■ Your instructions
Copy all records exactly, excluding images.

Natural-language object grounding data
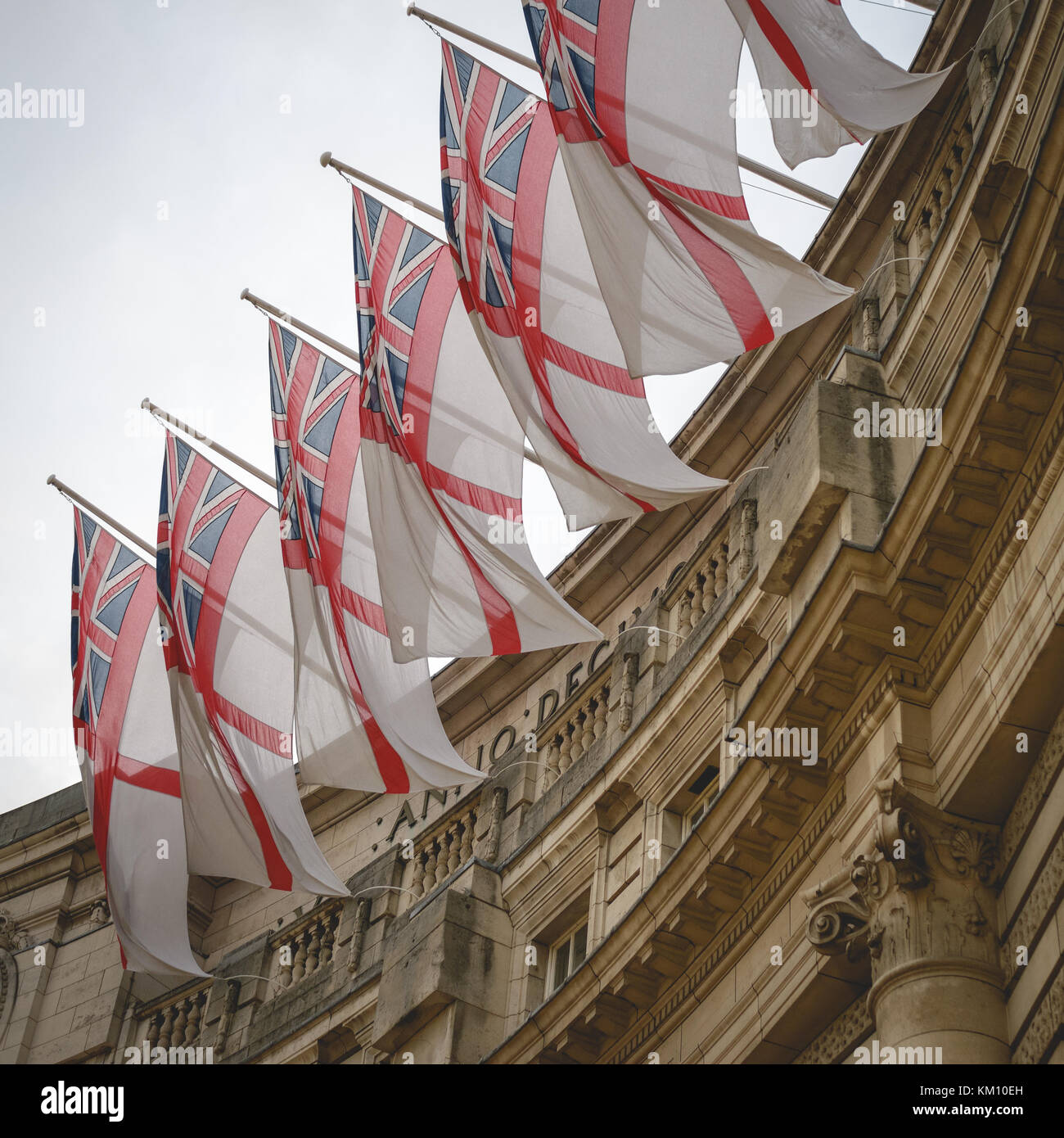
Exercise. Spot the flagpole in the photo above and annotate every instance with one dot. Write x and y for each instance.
(749, 164)
(445, 25)
(98, 513)
(327, 160)
(288, 318)
(184, 428)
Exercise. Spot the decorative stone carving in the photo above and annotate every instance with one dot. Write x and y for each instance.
(489, 847)
(229, 1009)
(748, 522)
(839, 923)
(627, 689)
(11, 936)
(99, 914)
(358, 937)
(922, 904)
(838, 1041)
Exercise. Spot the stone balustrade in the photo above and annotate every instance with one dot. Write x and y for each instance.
(573, 735)
(306, 947)
(707, 580)
(180, 1022)
(437, 854)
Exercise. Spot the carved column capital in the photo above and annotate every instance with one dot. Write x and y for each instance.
(923, 892)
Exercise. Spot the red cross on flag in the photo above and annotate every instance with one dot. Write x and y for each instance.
(687, 280)
(229, 653)
(806, 52)
(443, 457)
(128, 752)
(362, 720)
(527, 279)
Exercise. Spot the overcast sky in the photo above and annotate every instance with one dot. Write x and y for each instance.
(124, 244)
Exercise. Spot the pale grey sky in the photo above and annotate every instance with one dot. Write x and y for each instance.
(124, 244)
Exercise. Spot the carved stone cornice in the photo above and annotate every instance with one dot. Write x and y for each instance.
(12, 937)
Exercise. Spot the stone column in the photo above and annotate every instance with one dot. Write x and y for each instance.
(923, 906)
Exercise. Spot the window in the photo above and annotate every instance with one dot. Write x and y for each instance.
(568, 955)
(705, 787)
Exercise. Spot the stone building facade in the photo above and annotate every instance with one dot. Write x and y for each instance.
(627, 886)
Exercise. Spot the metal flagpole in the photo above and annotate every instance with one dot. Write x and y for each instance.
(749, 164)
(160, 413)
(445, 25)
(288, 318)
(98, 513)
(327, 160)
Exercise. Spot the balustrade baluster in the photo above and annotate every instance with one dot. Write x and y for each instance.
(565, 752)
(602, 701)
(442, 860)
(298, 969)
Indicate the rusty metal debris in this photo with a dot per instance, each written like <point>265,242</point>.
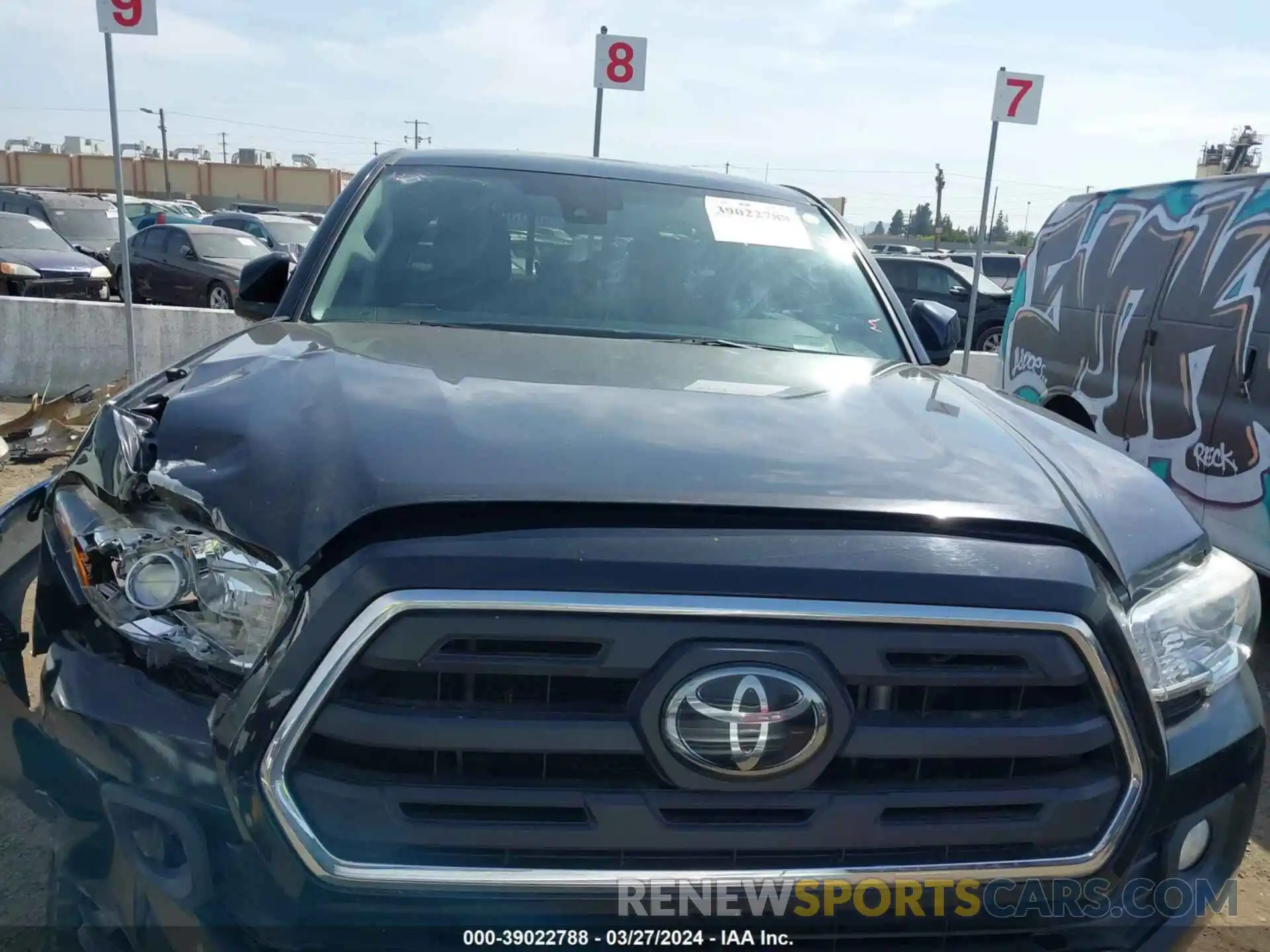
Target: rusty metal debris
<point>54,428</point>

■ Response below
Exercise. Spot the flagpole in the photo above and annotate every instance with one dot. Write x and y for each instance.
(749, 164)
(445, 25)
(98, 513)
(327, 160)
(288, 318)
(184, 428)
Exercise. Spot the decorative stone carving in the photo above and annotate every instance with one dot. Write x and y for each instance.
(489, 847)
(229, 1009)
(748, 522)
(839, 923)
(627, 689)
(11, 936)
(99, 914)
(358, 937)
(922, 904)
(838, 1041)
Exercise. Spot the stone balustrade in the photo above and annotate every instance with one dot. Write x and y for each instance.
(573, 735)
(306, 947)
(707, 580)
(180, 1022)
(437, 854)
Exercise. Spot the carved column capital in the photo above and annotate every instance with one dot. Write x and y for each instance.
(923, 892)
Exercise. Spot the red cross on flag in the photo above and annotate every instance with one dot. Write x and y for each instance.
(687, 280)
(229, 653)
(806, 52)
(443, 457)
(128, 752)
(362, 720)
(527, 279)
Exercise. Spot the overcast sky in the photo above and annotate every instance with one dot. Write x and y for each instance.
(124, 244)
Exercise. Spot the pale grey sky in the photo above and annotate every instance with one dot. Write x and y for each instance.
(124, 244)
Exercise. Spot the carved stone cornice in the photo above and annotate every instance with one dot. Write x and y for each instance.
(12, 937)
Exercise. Spot the stone column in the photo above and annotate every instance with one dot. Write x and y for each instance.
(923, 906)
Exercise. Spot the window in the photo above and annotate every instance with one dot. Write x and y for each instance.
(568, 955)
(705, 787)
Exercise. Spot the stone building facade in the photo above and annotate every instance with one dot. Write x and y for each instance.
(627, 886)
Exercise. Spot the metal flagpole in the photo above and annotate every instance with one dot. Write x and y for each instance.
(749, 164)
(160, 413)
(445, 25)
(288, 318)
(98, 513)
(327, 160)
Exercise. Spot the balustrade baluster in the photo above and annotate every instance with one dot. Write x and y for each instance.
(565, 752)
(602, 701)
(442, 860)
(298, 969)
Indicate the rusty metal debris in this photo with a dot per instance, each written like <point>265,242</point>.
Target: rusty metal debris
<point>54,428</point>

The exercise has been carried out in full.